- EXERCISE DIRECTIONS
Replace every "Indicate" with "Mark" in the records below and leave everything else unchanged. Omit the pictures from your answer.

- PROVIDED ENTRIES
_ _ _ _
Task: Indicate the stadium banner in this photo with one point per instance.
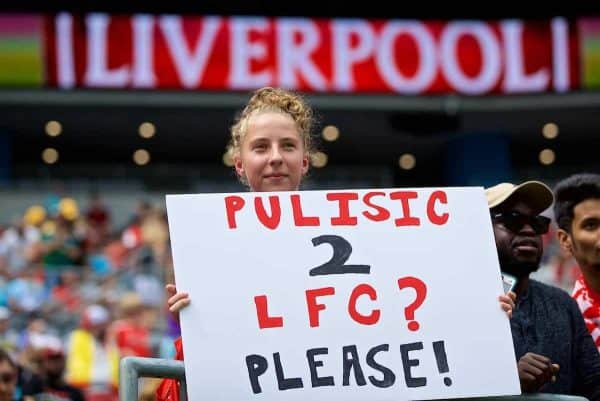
(337, 55)
(382, 294)
(313, 55)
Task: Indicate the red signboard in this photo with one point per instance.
(313, 55)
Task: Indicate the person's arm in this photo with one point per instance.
(534, 371)
(586, 358)
(177, 300)
(507, 302)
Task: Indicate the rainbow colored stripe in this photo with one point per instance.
(589, 36)
(21, 47)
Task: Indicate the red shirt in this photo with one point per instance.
(132, 340)
(168, 390)
(589, 304)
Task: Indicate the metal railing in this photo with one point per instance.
_ _ _ _
- COMPLETE RESPONSE
Task: Mark the stadium banner in this photo with one point per instance.
(337, 55)
(382, 294)
(313, 55)
Task: Mark the red signboard in this photo with one point per instance.
(313, 55)
Task: Mark the person's arm in this photo with one point per instance.
(534, 371)
(586, 358)
(177, 300)
(507, 302)
Task: Mark the rainbow colored stripe in this photo with one point per instance.
(589, 36)
(21, 47)
Task: Mark the red shirt in this photo with one point per instance.
(132, 340)
(168, 390)
(589, 304)
Task: Mark the metal railing in this photo with one point per instance.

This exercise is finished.